Exercise details:
Reproduce the listing exactly and skip over any pictures.

══ Dataset extract

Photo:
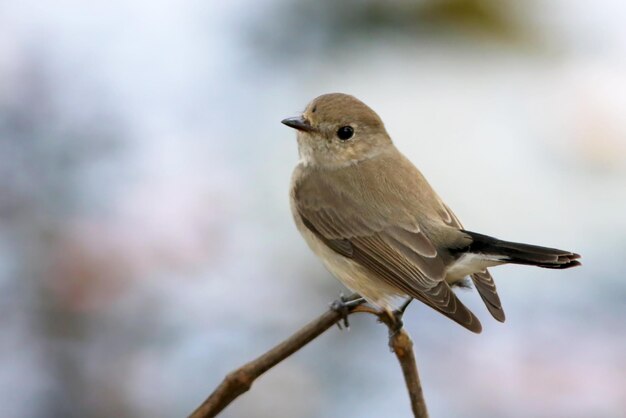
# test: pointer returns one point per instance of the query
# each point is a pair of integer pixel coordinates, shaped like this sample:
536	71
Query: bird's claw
343	305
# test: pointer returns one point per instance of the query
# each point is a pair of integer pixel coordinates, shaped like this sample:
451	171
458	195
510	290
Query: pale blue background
146	244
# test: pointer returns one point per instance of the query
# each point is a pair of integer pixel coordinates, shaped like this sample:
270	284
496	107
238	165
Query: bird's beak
298	123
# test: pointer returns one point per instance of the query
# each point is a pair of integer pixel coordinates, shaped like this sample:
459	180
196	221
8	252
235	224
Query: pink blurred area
146	244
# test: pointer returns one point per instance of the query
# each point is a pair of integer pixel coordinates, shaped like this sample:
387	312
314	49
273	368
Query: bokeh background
146	244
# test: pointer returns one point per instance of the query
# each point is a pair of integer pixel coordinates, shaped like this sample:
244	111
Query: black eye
345	132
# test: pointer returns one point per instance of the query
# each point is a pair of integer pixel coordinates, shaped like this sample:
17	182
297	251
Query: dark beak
298	123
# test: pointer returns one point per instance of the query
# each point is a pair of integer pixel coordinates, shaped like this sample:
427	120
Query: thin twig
240	380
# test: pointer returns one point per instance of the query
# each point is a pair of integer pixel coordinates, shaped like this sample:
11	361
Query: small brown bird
378	225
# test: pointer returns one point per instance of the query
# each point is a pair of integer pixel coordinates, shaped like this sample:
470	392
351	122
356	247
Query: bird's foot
343	305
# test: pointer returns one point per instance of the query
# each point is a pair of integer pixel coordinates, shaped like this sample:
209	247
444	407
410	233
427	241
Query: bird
379	227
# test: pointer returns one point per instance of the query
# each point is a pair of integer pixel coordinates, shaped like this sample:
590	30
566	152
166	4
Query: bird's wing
401	255
483	281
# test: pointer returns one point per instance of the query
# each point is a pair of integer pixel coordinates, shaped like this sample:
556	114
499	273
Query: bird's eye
345	132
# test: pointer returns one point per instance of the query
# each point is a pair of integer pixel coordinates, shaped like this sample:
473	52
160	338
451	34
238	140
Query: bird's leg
400	311
343	305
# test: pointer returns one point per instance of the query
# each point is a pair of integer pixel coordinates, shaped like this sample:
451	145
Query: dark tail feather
516	253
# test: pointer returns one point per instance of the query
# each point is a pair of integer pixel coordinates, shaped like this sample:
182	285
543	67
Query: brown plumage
377	224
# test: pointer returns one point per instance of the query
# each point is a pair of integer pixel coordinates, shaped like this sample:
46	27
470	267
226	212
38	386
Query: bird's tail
516	253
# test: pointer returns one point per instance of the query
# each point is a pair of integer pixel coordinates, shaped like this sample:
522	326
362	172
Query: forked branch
240	380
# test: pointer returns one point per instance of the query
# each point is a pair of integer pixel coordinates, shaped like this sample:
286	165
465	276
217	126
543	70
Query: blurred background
146	243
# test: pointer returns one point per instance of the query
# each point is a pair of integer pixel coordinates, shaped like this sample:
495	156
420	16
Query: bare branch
240	380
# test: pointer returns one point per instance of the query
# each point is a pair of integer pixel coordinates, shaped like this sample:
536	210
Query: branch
240	380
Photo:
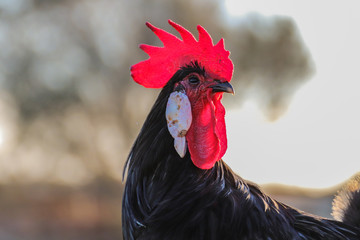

════

The completed task:
Photo:
# test: pointer returns one point per instance of the query
# each point is a pair of integer pixel coordinates, shaped like this sample:
536	71
Query: bird's claw
343	305
# test: pointer returns one point per instance of the query
# each point is a pair of integer pixel coordinates, shaped like this sample:
451	171
458	195
510	290
Query: pale blue background
146	244
# test: pointer returns one point per instance of the query
# each point is a pair of integer pixel coordinates, shaped like this sample:
270	284
496	107
238	165
Query: bird's beak
298	123
# test: pointer returns one point per instance of the query
# each point is a pair of integer pixel coordinates, shaped like this sample:
459	180
196	221
8	252
235	224
Query: pink blurred area
146	244
# test: pointer returns one point per instance of the query
# each point is a pair of integer pixel coordinates, shaped like this sample:
387	312
314	49
273	368
Query: bokeh background
146	244
# test: pointer returns one point per instance of the query
# each point is a pair of integer pixel coordinates, shaped like this sample:
244	111
Query: black eye
345	132
# test: pointer returns one point per instance of the query
# each point is a pair of integer pixel coordinates, shaped like this sample:
17	182
297	251
Query: dark beak
298	123
# test: pointer returns one point per instance of the query
# each point is a pair of integer pixel coordinates, shaped like this sample:
427	120
Query: thin twig
240	380
# test: pointer returns one point per instance of the query
# each point is a pair of integer pixel coordinates, shaped like this sample:
11	361
Query: small brown bird
378	225
# test: pointer returns one point per instance of the query
# each point is a pair of integer pixel coordinates, shaped like this sample:
470	392
351	122
356	247
Query: bird's foot
343	305
# test: pointer returns one point per instance of the query
# each point is a pair of integer pixel coordinates, shaped like this sample:
209	247
444	407
410	233
427	241
Query: bird
379	227
# test: pointer returns one point per instance of the query
# each point is a pair of integer pixel coordinates, shaped like this sample:
590	30
566	152
166	4
Query: bird's wing
401	255
483	281
# test: pointer returns one point per instance of the query
# each point is a pair of integer pixel coordinates, shaped like this sample:
556	114
499	273
Query: bird's eye
345	132
# test: pointer returns one point per instance of the query
# each point is a pair of integer pixel coordinates, shaped like this sample:
473	52
160	338
451	34
238	140
Query: bird's leg
400	311
343	305
# test: pointer returns one point per instance of the query
# each point is a pair of integer pixel coordinates, shaped like this sample:
451	145
Query: dark tail feather
516	253
# test: pointer returns one point per instance of the query
# each point is a pair of integer pixel coordinates, shaped like this sample:
182	285
543	67
Query: brown plumage
377	224
# test: pointer returns one point per instance of the query
# each point is a pair of integer pixel coordinates, shaped like this sample:
46	27
470	267
226	212
38	386
Query: bird's tail
516	253
# test: pointer returns one point per instance of the query
# each point is a pair of integer pixel coordinates, shaped like this sample:
522	326
362	172
Query: forked branch
240	380
# test: pointer returns one point per instance of the query
# each point is a pair of integer pixel coordinates, shaped like this sample:
286	165
465	276
217	126
543	70
Query: blurred background
146	243
# test: pointer returns one point per instance of the query
# each point is a pair of integer pixel coordinates, shaped like this sample:
495	156
420	16
Query: bare branch
240	380
# test: pointer returns one point per instance of the query
# each point is a pair of integer pixel coordinates, shaped like this sample:
536	210
Query: branch
240	380
Photo:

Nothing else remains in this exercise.